_Task description_.
Report each line of the data below in which "dress" appears.

_Natural language region descriptions_.
.....
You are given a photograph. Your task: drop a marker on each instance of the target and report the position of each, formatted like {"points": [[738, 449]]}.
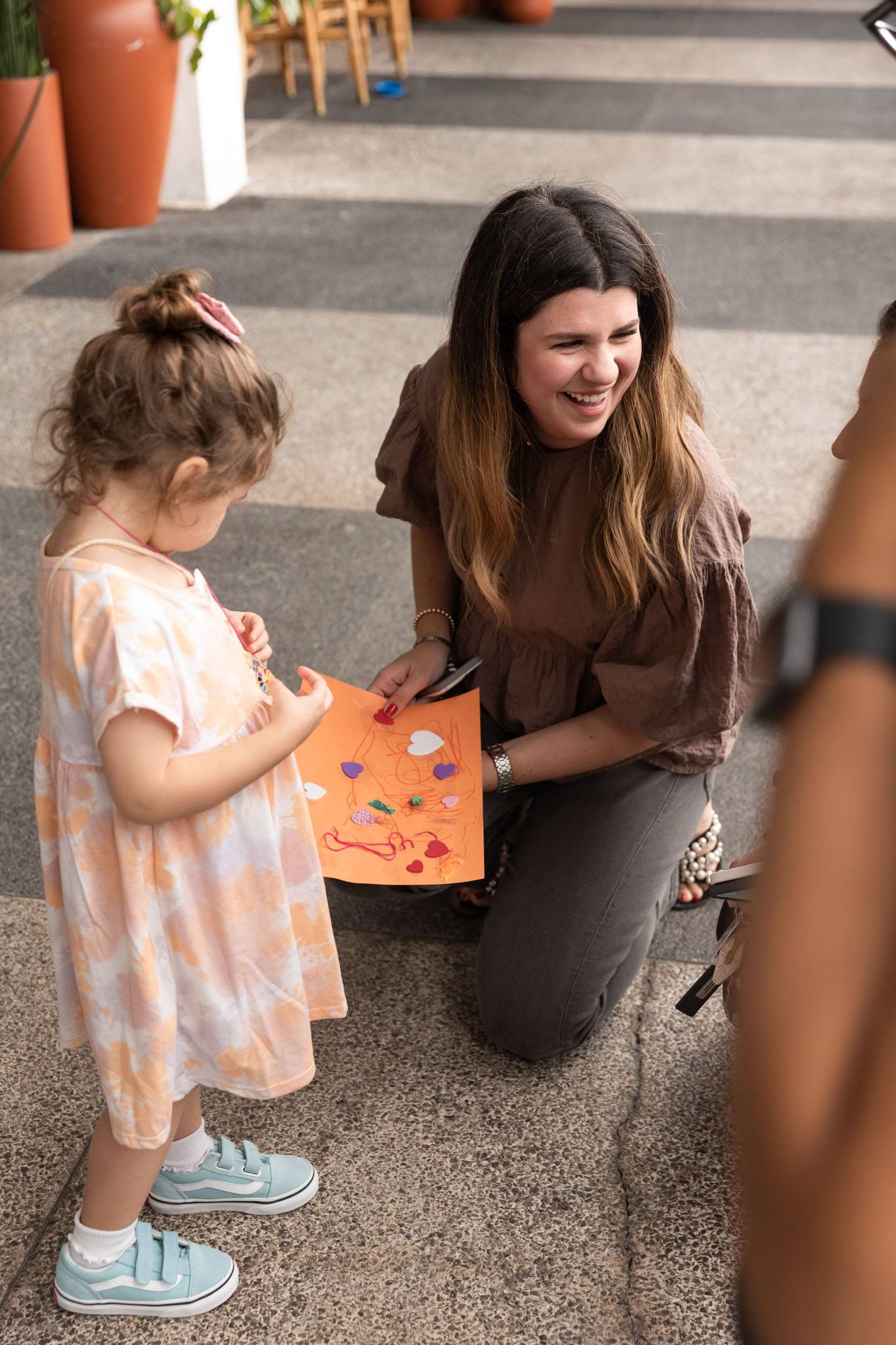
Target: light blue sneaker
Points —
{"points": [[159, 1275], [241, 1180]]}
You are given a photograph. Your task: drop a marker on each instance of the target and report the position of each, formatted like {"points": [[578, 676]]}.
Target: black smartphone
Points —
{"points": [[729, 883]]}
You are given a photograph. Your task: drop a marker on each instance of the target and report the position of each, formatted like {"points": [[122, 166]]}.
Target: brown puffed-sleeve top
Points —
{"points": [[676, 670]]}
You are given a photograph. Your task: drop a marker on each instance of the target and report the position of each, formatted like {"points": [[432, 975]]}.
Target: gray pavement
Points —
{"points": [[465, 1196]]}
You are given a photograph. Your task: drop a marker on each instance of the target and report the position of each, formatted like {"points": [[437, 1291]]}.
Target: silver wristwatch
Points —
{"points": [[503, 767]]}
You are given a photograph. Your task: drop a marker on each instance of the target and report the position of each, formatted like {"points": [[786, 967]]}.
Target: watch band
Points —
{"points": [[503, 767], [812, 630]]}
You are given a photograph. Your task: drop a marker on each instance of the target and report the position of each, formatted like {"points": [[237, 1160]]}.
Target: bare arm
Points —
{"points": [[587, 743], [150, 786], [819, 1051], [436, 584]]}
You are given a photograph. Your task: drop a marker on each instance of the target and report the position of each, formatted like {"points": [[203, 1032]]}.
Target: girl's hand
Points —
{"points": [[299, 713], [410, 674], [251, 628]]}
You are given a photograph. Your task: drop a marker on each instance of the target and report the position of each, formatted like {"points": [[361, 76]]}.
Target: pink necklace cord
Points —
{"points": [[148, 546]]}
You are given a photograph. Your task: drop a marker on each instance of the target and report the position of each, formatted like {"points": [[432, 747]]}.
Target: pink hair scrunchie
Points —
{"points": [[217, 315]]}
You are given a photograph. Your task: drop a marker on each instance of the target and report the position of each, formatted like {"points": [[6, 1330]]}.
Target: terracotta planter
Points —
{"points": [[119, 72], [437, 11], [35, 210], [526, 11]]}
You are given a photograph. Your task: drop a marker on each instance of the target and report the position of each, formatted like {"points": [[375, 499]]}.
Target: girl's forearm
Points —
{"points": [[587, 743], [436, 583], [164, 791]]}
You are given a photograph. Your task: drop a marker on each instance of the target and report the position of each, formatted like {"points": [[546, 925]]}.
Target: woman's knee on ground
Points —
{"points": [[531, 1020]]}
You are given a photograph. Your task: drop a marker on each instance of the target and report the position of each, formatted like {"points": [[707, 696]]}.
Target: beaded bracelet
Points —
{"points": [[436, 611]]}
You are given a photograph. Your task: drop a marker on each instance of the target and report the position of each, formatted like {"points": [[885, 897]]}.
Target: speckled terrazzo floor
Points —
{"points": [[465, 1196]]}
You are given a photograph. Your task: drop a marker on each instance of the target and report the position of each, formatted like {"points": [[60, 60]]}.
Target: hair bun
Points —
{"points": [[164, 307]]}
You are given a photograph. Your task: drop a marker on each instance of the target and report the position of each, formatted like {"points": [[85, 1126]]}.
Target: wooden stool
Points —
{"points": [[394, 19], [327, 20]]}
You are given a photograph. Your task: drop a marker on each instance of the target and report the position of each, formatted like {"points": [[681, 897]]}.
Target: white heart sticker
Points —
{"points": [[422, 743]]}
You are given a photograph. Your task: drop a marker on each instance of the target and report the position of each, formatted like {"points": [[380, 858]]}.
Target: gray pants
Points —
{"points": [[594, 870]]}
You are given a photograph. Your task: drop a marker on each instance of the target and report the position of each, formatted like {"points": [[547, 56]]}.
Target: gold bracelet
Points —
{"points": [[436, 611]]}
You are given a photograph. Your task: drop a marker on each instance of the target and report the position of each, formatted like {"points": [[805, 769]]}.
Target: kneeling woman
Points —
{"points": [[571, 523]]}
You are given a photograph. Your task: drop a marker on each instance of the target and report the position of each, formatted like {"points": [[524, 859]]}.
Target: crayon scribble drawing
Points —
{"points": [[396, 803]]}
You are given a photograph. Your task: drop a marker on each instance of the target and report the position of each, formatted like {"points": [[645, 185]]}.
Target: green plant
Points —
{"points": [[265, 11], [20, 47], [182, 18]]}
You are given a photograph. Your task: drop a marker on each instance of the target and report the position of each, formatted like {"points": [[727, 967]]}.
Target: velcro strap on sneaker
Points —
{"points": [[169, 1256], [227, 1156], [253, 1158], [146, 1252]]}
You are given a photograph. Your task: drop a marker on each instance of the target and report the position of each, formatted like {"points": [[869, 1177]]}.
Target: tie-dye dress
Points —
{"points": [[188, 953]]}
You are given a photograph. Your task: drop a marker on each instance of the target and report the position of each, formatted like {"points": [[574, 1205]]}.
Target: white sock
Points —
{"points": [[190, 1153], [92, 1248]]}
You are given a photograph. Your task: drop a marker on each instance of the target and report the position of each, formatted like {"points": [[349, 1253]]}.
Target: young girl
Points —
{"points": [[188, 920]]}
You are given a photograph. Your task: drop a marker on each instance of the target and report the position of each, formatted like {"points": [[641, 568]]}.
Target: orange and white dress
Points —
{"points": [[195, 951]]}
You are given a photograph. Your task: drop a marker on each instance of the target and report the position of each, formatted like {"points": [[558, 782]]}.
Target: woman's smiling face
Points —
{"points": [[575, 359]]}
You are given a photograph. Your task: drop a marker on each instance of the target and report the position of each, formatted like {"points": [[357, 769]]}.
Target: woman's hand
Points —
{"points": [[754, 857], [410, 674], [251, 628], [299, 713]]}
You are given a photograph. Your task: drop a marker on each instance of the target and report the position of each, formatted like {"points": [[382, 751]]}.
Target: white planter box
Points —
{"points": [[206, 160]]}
.....
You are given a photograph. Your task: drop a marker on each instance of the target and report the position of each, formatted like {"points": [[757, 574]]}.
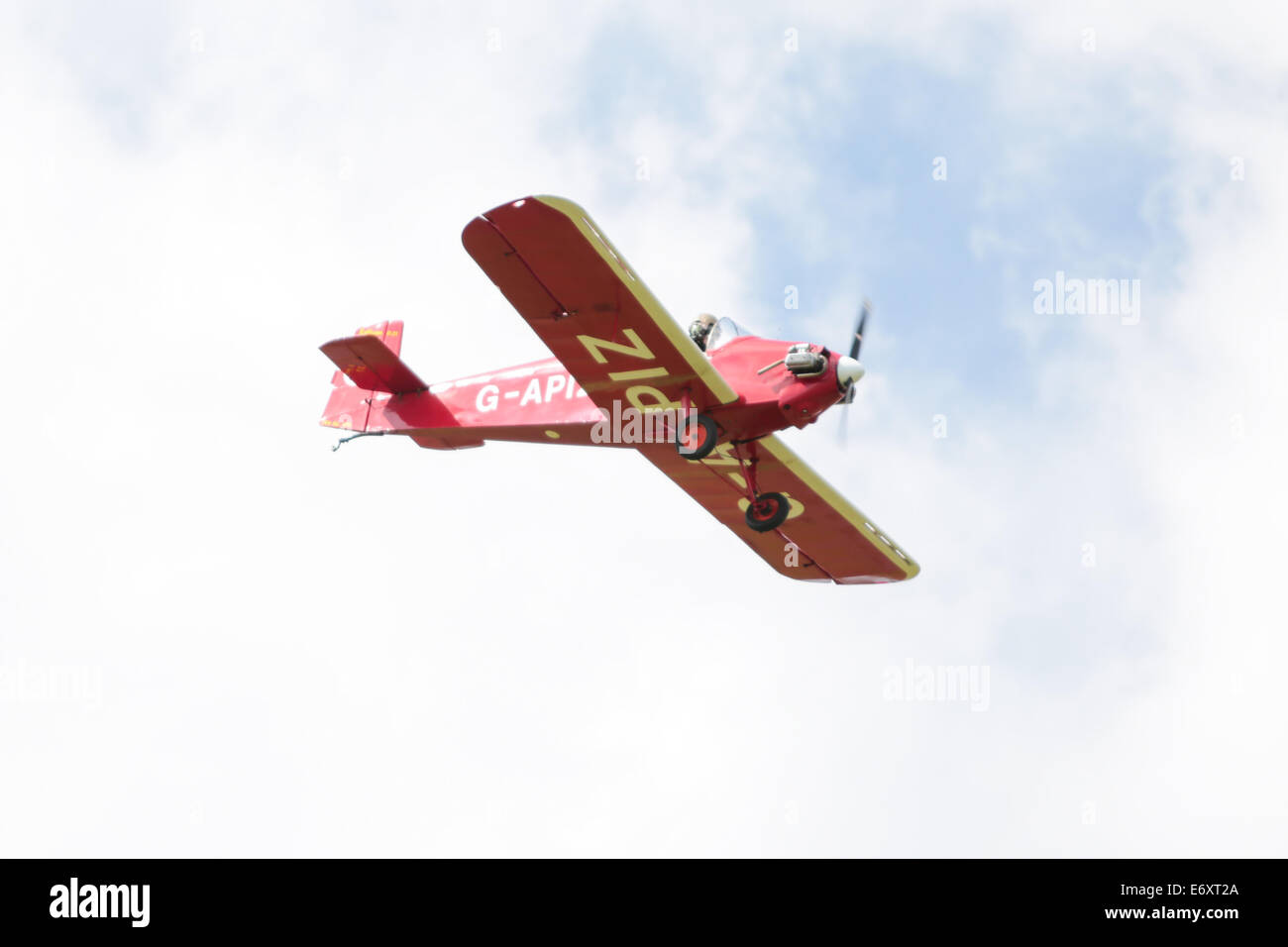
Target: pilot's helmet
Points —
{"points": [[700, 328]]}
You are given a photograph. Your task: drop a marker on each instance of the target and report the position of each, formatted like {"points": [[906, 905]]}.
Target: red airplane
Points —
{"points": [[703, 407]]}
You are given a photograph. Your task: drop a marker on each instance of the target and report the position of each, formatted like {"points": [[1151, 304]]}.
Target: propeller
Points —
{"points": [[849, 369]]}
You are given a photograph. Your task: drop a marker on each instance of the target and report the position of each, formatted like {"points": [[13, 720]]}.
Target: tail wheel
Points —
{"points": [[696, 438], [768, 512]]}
.....
_Solution to the exercise_.
Target: tie-dye dress
Target: orange and white dress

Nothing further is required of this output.